═════ Data records ═════
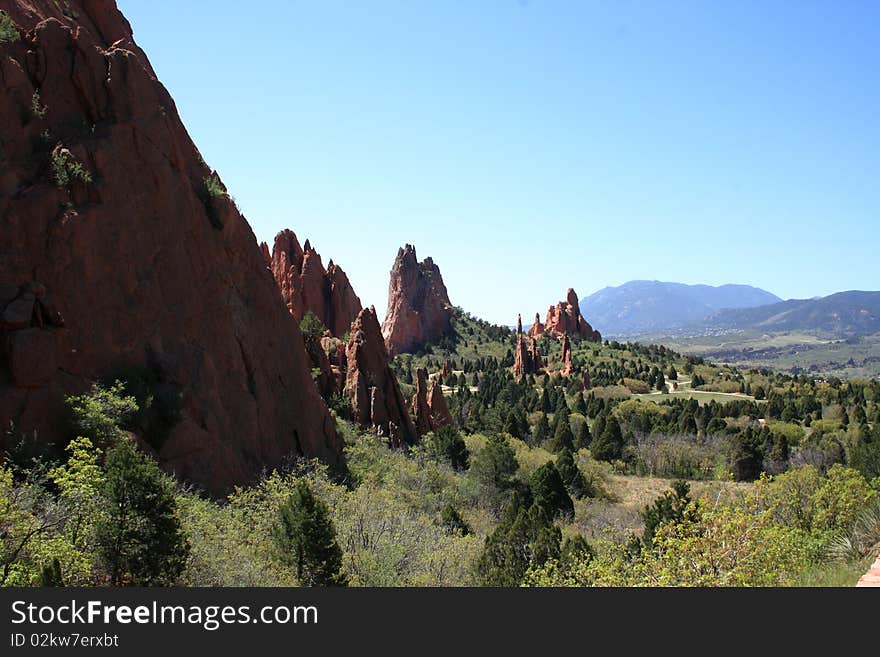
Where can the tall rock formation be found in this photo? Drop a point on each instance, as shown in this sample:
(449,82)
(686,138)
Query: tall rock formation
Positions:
(565,319)
(307,286)
(440,416)
(527,358)
(429,407)
(121,253)
(419,310)
(376,399)
(536,330)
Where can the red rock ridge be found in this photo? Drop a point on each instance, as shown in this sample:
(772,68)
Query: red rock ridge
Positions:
(527,359)
(376,399)
(307,286)
(536,329)
(429,407)
(419,310)
(124,257)
(565,319)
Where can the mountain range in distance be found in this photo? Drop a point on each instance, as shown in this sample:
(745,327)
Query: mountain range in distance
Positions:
(641,308)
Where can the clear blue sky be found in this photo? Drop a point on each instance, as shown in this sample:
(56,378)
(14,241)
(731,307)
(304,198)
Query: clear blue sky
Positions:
(531,146)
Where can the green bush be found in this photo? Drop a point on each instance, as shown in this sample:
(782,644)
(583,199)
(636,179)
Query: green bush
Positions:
(66,170)
(8,30)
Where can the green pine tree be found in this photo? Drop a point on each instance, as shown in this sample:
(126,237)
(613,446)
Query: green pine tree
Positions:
═════
Give the data above back unchanged, except for the pictures.

Where can the tall rock formation be found in this photo? Drop a point on each instance, as shown in this sample:
(449,82)
(686,138)
Query: tall rock formation
Positions:
(565,319)
(307,286)
(440,416)
(527,358)
(429,407)
(121,253)
(419,310)
(376,399)
(536,330)
Where can the red rock ridge be found in this photo? Drop a point on each instance, as shown in this sample:
(772,68)
Query: red rock ridge
Positions:
(527,359)
(376,399)
(307,286)
(536,329)
(429,407)
(419,310)
(124,257)
(565,319)
Where can the mountain range in distance be found in this photo? Drop a point on each instance, as shown in this sample:
(745,327)
Query: mountain range in distance
Positions:
(641,308)
Where can the clear blue sky be found in this photo? Drop a point on each instance, as shown in this sample:
(56,378)
(14,241)
(731,307)
(304,198)
Query: clear blue sky
Positions:
(531,146)
Where can the green bush be found in this photo? Drop a point on each instance, as shown in this sample:
(782,644)
(583,199)
(636,179)
Query: green bush
Positions:
(66,170)
(8,30)
Where can the green pine tree be found in this photo? Drop a point on each instance, as shown in this sample:
(126,237)
(613,446)
Query: green pine tree
Positions:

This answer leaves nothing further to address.